_Prompt A:_ Can you repeat the passage on flooding in Kinshasa, starting at "The DRC had" and ending at "rivers, said Tshimanga.", but substitute "Indonesia" for "Brazil"?

_Text block:_
The scale of the emergency has underscored the urgent need for improved flood management and response, particularly around the capital, said hydrologist Raphaël Tshimanga at the University of Kinshasa.

“The fear is enormous for Kinshasa, which receives the cumulative flow of the entire Congo basin,” he said, adding that high levels of deforestation were also worsening the effect of heavy rains.

The DRC had the second-highest rate of tree-cover loss in the world in 2022 after Brazil, according to Global Forest Watch. This exacerbates flood risk because a forest’s canopy and roots trap rainwater and lessen flows into rivers, said Tshimanga.

An aerial view of flooded houses after the Congo River’s water level rises, in Kinshasa, DRC, on January 15, 2024. REUTERS/JUSTIN MAKANGARA
An aerial view of flooded houses after the Congo River’s water level rises, in Kinshasa, DRC, on January 15, 2024. REUTERS/JUSTIN MAKANGARA

More floods could threaten the 83-million people living near a major river in the Congo basin, which stretches across central Africa.

“What we’ve seen is likely to get worse … as far as analyses are concerned we’ve entered a wet period, when we’re likely to see more of these rare events,” Tshimanga said.

Stored items from a collection
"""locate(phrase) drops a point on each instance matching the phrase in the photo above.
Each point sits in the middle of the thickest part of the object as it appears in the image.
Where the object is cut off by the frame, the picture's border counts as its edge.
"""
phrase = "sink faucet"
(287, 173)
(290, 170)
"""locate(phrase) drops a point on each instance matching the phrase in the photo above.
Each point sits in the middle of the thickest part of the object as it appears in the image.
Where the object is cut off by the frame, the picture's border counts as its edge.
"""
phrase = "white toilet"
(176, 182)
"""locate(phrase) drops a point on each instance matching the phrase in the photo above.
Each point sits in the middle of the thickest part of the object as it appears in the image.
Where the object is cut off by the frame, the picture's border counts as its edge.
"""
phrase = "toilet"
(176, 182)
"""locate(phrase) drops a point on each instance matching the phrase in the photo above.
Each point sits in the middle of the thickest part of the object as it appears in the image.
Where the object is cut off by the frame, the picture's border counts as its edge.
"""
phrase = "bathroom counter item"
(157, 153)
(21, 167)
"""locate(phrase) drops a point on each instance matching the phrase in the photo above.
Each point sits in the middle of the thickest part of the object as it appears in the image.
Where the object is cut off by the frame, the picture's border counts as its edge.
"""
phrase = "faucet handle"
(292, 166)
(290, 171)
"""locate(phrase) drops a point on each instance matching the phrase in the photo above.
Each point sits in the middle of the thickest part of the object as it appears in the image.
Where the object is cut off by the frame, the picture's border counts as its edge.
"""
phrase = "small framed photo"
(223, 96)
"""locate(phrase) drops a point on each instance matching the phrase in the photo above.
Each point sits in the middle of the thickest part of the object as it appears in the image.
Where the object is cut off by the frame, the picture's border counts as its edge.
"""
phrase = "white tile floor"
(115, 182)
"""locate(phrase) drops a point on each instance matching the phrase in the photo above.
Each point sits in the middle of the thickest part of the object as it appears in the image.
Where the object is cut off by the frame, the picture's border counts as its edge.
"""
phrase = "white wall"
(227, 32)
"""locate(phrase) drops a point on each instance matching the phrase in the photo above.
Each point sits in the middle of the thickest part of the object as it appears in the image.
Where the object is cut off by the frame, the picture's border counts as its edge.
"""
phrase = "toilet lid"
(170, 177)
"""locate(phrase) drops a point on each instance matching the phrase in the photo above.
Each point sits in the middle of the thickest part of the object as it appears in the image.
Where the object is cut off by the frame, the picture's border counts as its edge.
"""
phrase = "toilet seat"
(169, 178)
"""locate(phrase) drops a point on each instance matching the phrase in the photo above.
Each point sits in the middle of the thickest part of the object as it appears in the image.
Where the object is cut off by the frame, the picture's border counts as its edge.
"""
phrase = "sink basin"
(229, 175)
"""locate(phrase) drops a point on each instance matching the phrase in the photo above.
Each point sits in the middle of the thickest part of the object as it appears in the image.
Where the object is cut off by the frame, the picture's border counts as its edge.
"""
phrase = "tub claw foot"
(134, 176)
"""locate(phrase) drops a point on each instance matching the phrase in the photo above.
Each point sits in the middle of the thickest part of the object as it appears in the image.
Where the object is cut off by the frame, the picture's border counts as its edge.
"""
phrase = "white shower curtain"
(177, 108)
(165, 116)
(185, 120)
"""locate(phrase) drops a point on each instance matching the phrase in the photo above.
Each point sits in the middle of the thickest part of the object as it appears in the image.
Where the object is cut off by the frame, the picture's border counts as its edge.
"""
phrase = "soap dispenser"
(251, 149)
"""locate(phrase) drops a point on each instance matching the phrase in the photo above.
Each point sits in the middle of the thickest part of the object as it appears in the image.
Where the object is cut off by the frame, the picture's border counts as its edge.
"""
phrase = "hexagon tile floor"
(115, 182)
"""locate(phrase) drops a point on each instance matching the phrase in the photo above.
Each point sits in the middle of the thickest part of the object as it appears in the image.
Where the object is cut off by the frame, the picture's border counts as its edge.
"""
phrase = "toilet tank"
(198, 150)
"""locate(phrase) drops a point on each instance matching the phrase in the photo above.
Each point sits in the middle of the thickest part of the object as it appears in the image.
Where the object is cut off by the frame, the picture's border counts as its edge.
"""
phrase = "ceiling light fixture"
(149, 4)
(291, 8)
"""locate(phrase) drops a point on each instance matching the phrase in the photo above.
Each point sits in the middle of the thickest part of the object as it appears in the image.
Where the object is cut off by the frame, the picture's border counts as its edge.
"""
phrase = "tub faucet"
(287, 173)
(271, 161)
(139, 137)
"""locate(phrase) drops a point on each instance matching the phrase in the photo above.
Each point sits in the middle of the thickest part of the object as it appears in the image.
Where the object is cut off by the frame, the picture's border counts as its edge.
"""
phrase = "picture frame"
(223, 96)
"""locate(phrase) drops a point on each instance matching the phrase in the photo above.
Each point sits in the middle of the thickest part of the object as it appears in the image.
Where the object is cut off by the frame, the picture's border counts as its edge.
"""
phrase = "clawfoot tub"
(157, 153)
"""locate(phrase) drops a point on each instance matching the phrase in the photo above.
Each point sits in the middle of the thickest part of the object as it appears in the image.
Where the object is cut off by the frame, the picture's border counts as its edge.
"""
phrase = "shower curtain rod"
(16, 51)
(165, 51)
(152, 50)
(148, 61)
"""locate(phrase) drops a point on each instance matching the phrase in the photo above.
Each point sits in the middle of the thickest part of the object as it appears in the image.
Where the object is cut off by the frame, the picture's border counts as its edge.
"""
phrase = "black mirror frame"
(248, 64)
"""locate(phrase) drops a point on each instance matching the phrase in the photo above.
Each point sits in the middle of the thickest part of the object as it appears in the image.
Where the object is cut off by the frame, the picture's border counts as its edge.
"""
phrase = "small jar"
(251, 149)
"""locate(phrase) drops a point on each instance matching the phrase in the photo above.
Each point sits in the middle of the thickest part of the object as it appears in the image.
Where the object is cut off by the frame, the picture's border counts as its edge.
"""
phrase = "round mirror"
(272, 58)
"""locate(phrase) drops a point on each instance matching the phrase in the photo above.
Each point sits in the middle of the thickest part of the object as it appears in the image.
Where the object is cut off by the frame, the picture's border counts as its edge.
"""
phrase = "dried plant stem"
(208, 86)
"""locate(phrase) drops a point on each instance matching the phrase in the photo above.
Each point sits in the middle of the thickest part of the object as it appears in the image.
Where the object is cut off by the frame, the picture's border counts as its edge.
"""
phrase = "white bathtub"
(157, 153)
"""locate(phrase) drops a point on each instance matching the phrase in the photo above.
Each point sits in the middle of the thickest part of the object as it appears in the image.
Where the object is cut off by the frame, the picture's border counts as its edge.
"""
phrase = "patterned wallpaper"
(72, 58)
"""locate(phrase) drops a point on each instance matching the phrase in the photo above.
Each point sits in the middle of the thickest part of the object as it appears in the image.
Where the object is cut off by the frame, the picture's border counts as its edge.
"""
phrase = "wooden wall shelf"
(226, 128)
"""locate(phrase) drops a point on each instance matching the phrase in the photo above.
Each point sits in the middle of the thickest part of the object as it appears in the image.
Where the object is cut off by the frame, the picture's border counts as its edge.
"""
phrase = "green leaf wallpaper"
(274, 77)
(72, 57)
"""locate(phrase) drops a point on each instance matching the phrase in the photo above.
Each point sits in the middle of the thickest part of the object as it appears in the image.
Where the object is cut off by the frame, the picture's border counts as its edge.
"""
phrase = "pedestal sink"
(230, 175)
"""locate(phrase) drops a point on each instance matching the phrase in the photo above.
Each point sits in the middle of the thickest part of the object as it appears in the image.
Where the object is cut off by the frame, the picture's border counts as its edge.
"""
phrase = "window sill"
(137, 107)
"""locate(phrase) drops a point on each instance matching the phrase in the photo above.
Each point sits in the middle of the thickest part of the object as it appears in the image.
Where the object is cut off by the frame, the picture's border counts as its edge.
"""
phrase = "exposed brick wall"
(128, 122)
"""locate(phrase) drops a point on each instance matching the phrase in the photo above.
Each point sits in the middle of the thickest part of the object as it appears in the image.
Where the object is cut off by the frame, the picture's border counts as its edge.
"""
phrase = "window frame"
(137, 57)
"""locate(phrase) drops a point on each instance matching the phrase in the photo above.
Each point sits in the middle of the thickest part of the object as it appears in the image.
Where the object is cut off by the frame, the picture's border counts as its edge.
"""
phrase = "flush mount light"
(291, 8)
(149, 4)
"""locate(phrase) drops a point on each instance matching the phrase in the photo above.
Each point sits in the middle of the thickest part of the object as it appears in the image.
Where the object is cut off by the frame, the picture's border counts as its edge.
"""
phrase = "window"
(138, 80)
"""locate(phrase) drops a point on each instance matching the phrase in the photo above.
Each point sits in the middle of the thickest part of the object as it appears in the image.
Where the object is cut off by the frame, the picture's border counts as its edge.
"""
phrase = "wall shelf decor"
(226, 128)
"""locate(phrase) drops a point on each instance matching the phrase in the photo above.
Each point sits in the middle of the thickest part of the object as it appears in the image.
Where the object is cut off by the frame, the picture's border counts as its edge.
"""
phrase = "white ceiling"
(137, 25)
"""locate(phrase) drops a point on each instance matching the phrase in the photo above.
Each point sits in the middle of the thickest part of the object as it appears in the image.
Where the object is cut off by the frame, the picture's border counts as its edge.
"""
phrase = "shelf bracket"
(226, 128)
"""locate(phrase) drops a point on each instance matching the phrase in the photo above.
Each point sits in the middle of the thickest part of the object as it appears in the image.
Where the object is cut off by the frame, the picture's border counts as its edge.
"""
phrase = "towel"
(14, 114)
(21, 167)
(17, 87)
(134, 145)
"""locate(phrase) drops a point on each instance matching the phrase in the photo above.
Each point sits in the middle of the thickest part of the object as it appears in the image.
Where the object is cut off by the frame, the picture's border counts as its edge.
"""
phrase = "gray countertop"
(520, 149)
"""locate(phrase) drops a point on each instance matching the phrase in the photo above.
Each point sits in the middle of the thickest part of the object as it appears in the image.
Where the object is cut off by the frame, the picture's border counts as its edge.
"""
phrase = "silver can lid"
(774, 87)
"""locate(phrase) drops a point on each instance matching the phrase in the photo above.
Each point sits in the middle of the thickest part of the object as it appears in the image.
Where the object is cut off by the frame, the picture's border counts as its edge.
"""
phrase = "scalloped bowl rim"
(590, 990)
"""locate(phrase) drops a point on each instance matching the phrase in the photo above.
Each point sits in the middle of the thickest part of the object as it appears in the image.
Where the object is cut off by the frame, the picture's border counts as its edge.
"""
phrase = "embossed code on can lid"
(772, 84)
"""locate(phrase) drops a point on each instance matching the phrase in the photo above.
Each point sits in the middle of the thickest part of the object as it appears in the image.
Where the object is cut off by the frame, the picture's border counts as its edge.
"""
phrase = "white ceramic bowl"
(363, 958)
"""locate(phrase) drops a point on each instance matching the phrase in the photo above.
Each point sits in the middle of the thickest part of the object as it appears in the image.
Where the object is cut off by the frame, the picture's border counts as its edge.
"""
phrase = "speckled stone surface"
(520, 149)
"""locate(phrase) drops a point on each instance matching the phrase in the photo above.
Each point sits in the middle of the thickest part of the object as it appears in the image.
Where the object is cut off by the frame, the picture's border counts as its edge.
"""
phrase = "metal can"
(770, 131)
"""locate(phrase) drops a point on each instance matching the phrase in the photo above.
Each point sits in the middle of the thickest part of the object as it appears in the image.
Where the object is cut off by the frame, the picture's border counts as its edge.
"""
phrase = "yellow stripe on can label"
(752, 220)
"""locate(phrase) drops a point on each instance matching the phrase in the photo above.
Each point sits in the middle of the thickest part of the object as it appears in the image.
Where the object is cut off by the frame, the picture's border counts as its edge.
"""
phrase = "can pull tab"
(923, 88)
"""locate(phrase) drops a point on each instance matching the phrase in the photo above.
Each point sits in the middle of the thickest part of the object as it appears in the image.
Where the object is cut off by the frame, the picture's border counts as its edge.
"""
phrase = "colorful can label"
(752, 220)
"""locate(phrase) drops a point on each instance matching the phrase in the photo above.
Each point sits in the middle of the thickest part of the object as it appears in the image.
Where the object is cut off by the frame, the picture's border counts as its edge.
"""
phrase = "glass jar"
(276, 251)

_Prompt B:_ Which lines in the entries contain the string "toilet"? Return each of them in full, and treat case as significant.

_Task result A:_
The DRC had the second-highest rate of tree-cover loss in the world in 2022 after Indonesia, according to Global Forest Watch. This exacerbates flood risk because a forest’s canopy and roots trap rainwater and lessen flows into rivers, said Tshimanga.

_Task result B:_
phrase = "white toilet"
phrase = "toilet"
phrase = "toilet lid"
phrase = "toilet seat"
phrase = "toilet tank"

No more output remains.